▸ **Outline entries for images**

---*---

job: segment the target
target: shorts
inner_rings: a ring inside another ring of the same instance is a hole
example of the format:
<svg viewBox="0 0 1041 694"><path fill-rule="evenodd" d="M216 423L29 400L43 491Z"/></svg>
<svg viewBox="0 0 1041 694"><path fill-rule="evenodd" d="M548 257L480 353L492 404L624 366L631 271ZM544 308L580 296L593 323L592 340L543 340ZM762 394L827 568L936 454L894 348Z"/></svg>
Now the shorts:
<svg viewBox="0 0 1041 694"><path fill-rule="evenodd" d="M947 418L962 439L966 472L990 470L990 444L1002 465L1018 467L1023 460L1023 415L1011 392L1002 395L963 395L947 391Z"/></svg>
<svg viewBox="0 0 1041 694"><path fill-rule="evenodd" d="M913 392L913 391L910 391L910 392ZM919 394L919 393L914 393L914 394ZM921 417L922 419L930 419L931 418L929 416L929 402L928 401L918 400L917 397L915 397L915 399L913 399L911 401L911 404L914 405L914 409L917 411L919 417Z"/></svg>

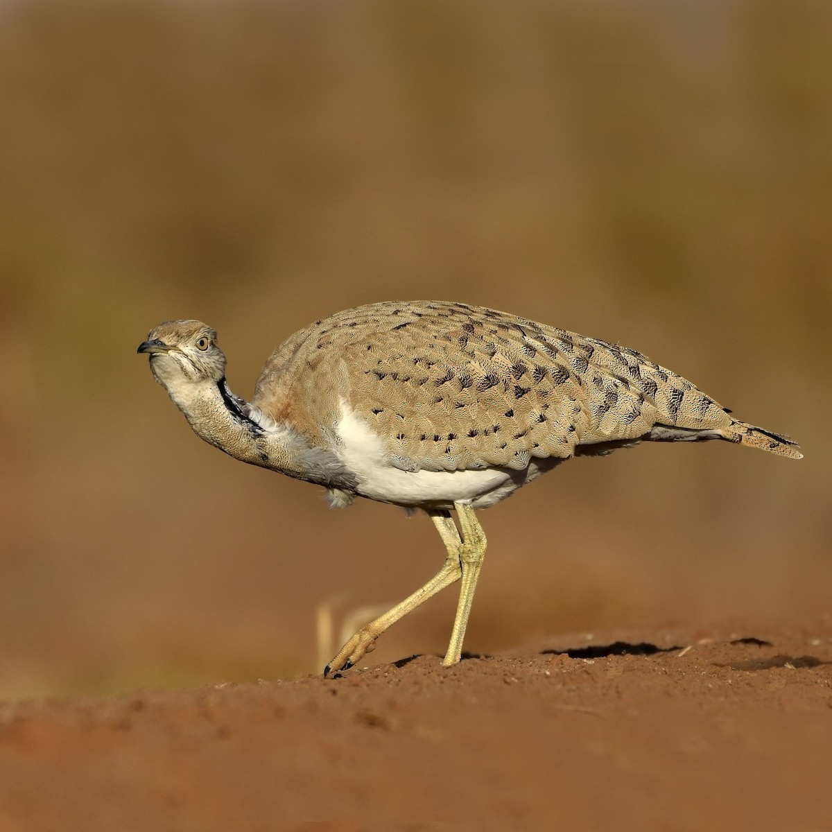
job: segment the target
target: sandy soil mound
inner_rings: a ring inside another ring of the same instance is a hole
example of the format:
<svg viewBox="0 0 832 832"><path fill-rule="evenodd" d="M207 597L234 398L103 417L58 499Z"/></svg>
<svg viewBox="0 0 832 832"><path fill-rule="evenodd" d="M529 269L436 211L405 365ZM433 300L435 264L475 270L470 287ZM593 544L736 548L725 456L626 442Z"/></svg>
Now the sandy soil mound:
<svg viewBox="0 0 832 832"><path fill-rule="evenodd" d="M832 618L630 631L0 706L0 829L820 830L830 763Z"/></svg>

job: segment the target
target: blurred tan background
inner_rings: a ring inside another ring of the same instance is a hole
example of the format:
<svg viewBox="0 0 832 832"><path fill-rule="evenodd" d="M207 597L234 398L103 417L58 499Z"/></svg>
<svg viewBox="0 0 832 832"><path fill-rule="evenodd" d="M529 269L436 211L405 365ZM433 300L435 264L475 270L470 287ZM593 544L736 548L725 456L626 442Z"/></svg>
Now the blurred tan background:
<svg viewBox="0 0 832 832"><path fill-rule="evenodd" d="M0 696L318 670L315 614L400 600L424 516L210 448L136 347L385 299L632 346L791 463L572 462L482 516L466 647L815 615L832 597L832 10L724 2L0 4ZM373 661L441 652L456 592Z"/></svg>

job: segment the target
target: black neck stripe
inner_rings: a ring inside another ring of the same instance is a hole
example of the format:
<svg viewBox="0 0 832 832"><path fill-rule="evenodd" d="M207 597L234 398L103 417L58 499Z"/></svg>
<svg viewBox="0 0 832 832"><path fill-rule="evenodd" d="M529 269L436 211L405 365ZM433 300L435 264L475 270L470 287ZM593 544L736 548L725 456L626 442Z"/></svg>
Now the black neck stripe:
<svg viewBox="0 0 832 832"><path fill-rule="evenodd" d="M228 389L228 384L225 381L225 377L223 376L217 382L217 389L220 391L220 395L222 396L223 404L228 409L228 412L235 418L238 422L243 422L251 429L254 433L265 433L263 428L250 416L246 416L242 410L240 409L240 405L234 400L234 397L231 395L230 391Z"/></svg>

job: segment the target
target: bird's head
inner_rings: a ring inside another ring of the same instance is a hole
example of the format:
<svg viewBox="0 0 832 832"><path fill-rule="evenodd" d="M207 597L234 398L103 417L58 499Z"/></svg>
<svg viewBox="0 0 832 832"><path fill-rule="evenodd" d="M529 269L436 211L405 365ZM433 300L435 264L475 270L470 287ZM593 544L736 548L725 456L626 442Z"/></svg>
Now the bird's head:
<svg viewBox="0 0 832 832"><path fill-rule="evenodd" d="M216 332L199 320L160 324L136 352L150 355L153 375L171 395L182 387L218 384L225 375L225 355L217 345Z"/></svg>

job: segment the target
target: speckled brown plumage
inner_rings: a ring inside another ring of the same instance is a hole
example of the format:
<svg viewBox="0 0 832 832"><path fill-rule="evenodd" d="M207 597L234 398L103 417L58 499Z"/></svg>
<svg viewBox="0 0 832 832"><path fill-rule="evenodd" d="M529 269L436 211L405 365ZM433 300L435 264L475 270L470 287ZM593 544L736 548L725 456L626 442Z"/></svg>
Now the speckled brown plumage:
<svg viewBox="0 0 832 832"><path fill-rule="evenodd" d="M465 304L380 303L318 321L269 359L254 404L334 443L338 396L404 470L521 469L709 432L800 456L634 349Z"/></svg>
<svg viewBox="0 0 832 832"><path fill-rule="evenodd" d="M374 304L317 321L271 355L250 404L229 389L216 333L200 321L160 324L139 352L194 430L226 453L324 485L334 505L361 496L430 515L442 568L361 627L324 673L352 666L461 579L443 663L458 661L486 548L476 509L564 459L697 439L800 456L641 353L465 304Z"/></svg>

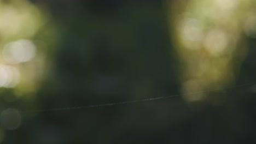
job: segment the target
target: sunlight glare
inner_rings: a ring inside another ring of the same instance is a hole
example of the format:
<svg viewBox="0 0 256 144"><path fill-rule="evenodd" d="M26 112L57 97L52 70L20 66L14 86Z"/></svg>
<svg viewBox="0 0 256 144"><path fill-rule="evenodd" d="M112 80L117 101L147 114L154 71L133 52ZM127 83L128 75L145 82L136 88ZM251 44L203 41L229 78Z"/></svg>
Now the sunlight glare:
<svg viewBox="0 0 256 144"><path fill-rule="evenodd" d="M226 48L228 37L221 29L212 29L206 35L203 43L210 53L213 56L219 56Z"/></svg>
<svg viewBox="0 0 256 144"><path fill-rule="evenodd" d="M195 19L187 19L182 24L181 35L183 39L189 41L199 41L203 37L202 27Z"/></svg>
<svg viewBox="0 0 256 144"><path fill-rule="evenodd" d="M3 53L4 60L10 63L28 62L36 56L36 45L30 40L22 39L7 44Z"/></svg>

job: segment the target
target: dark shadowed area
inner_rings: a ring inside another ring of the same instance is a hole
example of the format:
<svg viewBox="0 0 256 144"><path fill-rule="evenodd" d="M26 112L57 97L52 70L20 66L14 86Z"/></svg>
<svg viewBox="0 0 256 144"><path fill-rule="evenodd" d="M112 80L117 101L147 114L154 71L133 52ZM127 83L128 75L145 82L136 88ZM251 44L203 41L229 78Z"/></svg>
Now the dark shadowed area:
<svg viewBox="0 0 256 144"><path fill-rule="evenodd" d="M256 143L253 0L0 1L0 143Z"/></svg>

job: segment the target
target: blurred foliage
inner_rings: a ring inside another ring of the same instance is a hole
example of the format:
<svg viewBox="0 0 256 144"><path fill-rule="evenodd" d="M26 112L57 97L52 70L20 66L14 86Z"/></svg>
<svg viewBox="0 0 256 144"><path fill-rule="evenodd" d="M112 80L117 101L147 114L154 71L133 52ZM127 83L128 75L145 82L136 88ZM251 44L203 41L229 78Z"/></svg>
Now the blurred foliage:
<svg viewBox="0 0 256 144"><path fill-rule="evenodd" d="M255 4L0 1L0 143L253 143Z"/></svg>

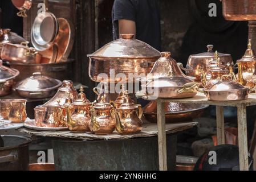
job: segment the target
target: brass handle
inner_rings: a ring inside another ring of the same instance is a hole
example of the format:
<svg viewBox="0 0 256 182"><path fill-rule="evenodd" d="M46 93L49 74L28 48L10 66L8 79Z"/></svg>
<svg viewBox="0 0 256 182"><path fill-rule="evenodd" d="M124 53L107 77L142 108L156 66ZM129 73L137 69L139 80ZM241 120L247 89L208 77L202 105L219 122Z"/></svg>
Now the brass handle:
<svg viewBox="0 0 256 182"><path fill-rule="evenodd" d="M136 106L138 109L137 115L138 115L139 118L141 119L143 115L143 110L142 109L141 105L140 104L137 104Z"/></svg>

---*---

▸ **Given task**
Reproduce the data with every "example of the format" renamed to "format sample" and nothing else altered. Leave the pictures out of your answer.

▸ **Output of the exercise**
job: segment the target
target: shorts
inner_rings: a ring inside another ring of the same instance is a hole
format sample:
<svg viewBox="0 0 1041 694"><path fill-rule="evenodd" d="M216 423L29 400L43 491Z"/></svg>
<svg viewBox="0 0 1041 694"><path fill-rule="evenodd" d="M548 257L480 353L492 404L624 366L631 271ZM544 308L580 296L593 323L592 340L543 340ZM762 394L827 568L936 454L894 348Z"/></svg>
Now the shorts:
<svg viewBox="0 0 1041 694"><path fill-rule="evenodd" d="M947 418L962 439L966 472L990 470L990 444L1002 465L1018 467L1023 460L1023 415L1011 392L1002 395L963 395L947 391Z"/></svg>
<svg viewBox="0 0 1041 694"><path fill-rule="evenodd" d="M913 392L913 391L910 391L910 392ZM919 394L919 393L914 393L914 394ZM921 417L922 419L930 419L931 418L929 416L929 402L928 401L918 400L917 397L915 397L915 399L913 399L911 401L911 404L914 405L914 409L917 411L919 417Z"/></svg>

job: segment the target
target: sandy soil mound
inner_rings: a ring inside another ring of the same instance is a hole
format sample:
<svg viewBox="0 0 832 832"><path fill-rule="evenodd" d="M207 597L234 398L103 417L58 499Z"/></svg>
<svg viewBox="0 0 832 832"><path fill-rule="evenodd" d="M529 269L436 211L405 365ZM433 300L435 264L475 270L470 287ZM593 544L736 548L725 456L626 442Z"/></svg>
Now the sandy soil mound:
<svg viewBox="0 0 832 832"><path fill-rule="evenodd" d="M832 618L630 631L0 706L0 829L820 830L830 763Z"/></svg>

job: segment the target
target: blurred tan background
inner_rings: a ring inside another ring of the same instance is a hole
format sample:
<svg viewBox="0 0 832 832"><path fill-rule="evenodd" d="M207 597L234 398L103 417L58 499Z"/></svg>
<svg viewBox="0 0 832 832"><path fill-rule="evenodd" d="M529 269L436 211L405 365ZM433 300L435 264L475 270L470 287ZM593 544L736 548L725 456L626 442Z"/></svg>
Now the blurred tan background:
<svg viewBox="0 0 832 832"><path fill-rule="evenodd" d="M0 696L318 670L315 614L400 600L424 516L210 448L136 347L385 299L632 346L791 463L572 462L482 516L466 647L815 615L832 597L832 10L724 2L0 4ZM373 661L441 652L456 592Z"/></svg>

job: segment the target
target: black neck stripe
inner_rings: a ring inside another ring of the same instance is a hole
format sample:
<svg viewBox="0 0 832 832"><path fill-rule="evenodd" d="M207 597L234 398L103 417L58 499Z"/></svg>
<svg viewBox="0 0 832 832"><path fill-rule="evenodd" d="M529 269L436 211L405 365ZM433 300L435 264L475 270L470 287ZM593 544L736 548L725 456L626 442Z"/></svg>
Now the black neck stripe:
<svg viewBox="0 0 832 832"><path fill-rule="evenodd" d="M228 389L228 384L225 381L225 377L223 376L217 382L217 389L220 391L220 395L222 396L223 404L228 409L228 412L235 418L238 422L243 422L251 429L254 433L265 433L263 428L250 416L246 416L242 410L240 409L240 405L234 400L234 397L231 395L230 391Z"/></svg>

job: segment the target
target: bird's head
inner_rings: a ring inside another ring of the same instance is a hole
format sample:
<svg viewBox="0 0 832 832"><path fill-rule="evenodd" d="M207 597L234 398L103 417L58 499Z"/></svg>
<svg viewBox="0 0 832 832"><path fill-rule="evenodd" d="M529 269L436 211L405 365ZM433 300L435 264L475 270L470 287ZM593 544L736 548L725 456L626 442Z"/></svg>
Now the bird's head:
<svg viewBox="0 0 832 832"><path fill-rule="evenodd" d="M216 332L199 320L160 324L136 352L150 355L153 375L171 395L182 387L218 384L225 375L225 355L217 345Z"/></svg>

job: segment the target
target: speckled brown plumage
inner_rings: a ring inside another ring of the same instance is a hole
format sample:
<svg viewBox="0 0 832 832"><path fill-rule="evenodd" d="M207 597L234 398L103 417L58 499Z"/></svg>
<svg viewBox="0 0 832 832"><path fill-rule="evenodd" d="M529 269L436 211L405 365ZM433 300L435 264L475 270L470 287ZM593 544L736 548L725 456L626 442Z"/></svg>
Now the speckled brown plumage:
<svg viewBox="0 0 832 832"><path fill-rule="evenodd" d="M465 304L380 303L318 321L269 359L254 404L334 443L338 396L404 470L521 469L709 432L800 456L634 349Z"/></svg>
<svg viewBox="0 0 832 832"><path fill-rule="evenodd" d="M374 304L317 321L271 355L250 404L229 389L216 333L200 321L160 324L139 352L194 430L226 453L324 485L334 505L361 496L430 515L442 568L361 627L324 673L352 666L461 579L443 663L458 661L486 548L476 509L564 459L697 439L800 456L641 353L465 304Z"/></svg>

job: segment the target
target: sunlight glare
inner_rings: a ring inside another ring of the same instance is a hole
format sample:
<svg viewBox="0 0 256 144"><path fill-rule="evenodd" d="M26 112L57 97L52 70L20 66L14 86Z"/></svg>
<svg viewBox="0 0 256 144"><path fill-rule="evenodd" d="M112 80L117 101L147 114L154 71L133 52ZM127 83L128 75L145 82L136 88ZM251 44L203 41L229 78Z"/></svg>
Now the sunlight glare:
<svg viewBox="0 0 256 144"><path fill-rule="evenodd" d="M226 48L228 37L221 29L212 29L206 35L203 43L210 53L213 56L219 56Z"/></svg>
<svg viewBox="0 0 256 144"><path fill-rule="evenodd" d="M195 19L187 19L182 24L181 35L183 39L189 41L199 41L203 37L202 27Z"/></svg>
<svg viewBox="0 0 256 144"><path fill-rule="evenodd" d="M3 53L4 60L10 63L28 62L36 56L36 45L30 40L22 39L7 44Z"/></svg>

job: segment the target
target: dark shadowed area
inner_rings: a ring inside another ring of the same instance is a hole
format sample:
<svg viewBox="0 0 256 144"><path fill-rule="evenodd" d="M26 112L57 97L52 70L20 66L14 86Z"/></svg>
<svg viewBox="0 0 256 144"><path fill-rule="evenodd" d="M112 80L117 101L147 114L154 71L133 52ZM127 83L128 75L145 82L136 88ZM251 44L203 41L229 78Z"/></svg>
Now the dark shadowed area:
<svg viewBox="0 0 256 144"><path fill-rule="evenodd" d="M256 143L253 0L0 1L0 143Z"/></svg>

job: segment the target
target: blurred foliage
inner_rings: a ring inside another ring of the same instance is a hole
format sample:
<svg viewBox="0 0 256 144"><path fill-rule="evenodd" d="M26 112L57 97L52 70L20 66L14 86Z"/></svg>
<svg viewBox="0 0 256 144"><path fill-rule="evenodd" d="M112 80L117 101L147 114L154 71L133 52ZM127 83L128 75L145 82L136 88ZM251 44L203 41L229 78Z"/></svg>
Now the blurred foliage:
<svg viewBox="0 0 256 144"><path fill-rule="evenodd" d="M255 4L0 1L0 143L253 143Z"/></svg>

job: segment the target
target: brass handle
inner_rings: a ring inside another ring of the same instance is a hole
format sample:
<svg viewBox="0 0 256 182"><path fill-rule="evenodd" d="M46 93L49 74L28 48L10 66L8 79Z"/></svg>
<svg viewBox="0 0 256 182"><path fill-rule="evenodd" d="M124 53L107 77L142 108L156 66ZM129 73L137 69L139 80ZM241 120L247 89L208 77L202 105L219 122Z"/></svg>
Now the brass handle:
<svg viewBox="0 0 256 182"><path fill-rule="evenodd" d="M136 106L138 109L137 115L138 115L139 118L141 119L143 115L143 110L142 109L141 105L140 104L137 104Z"/></svg>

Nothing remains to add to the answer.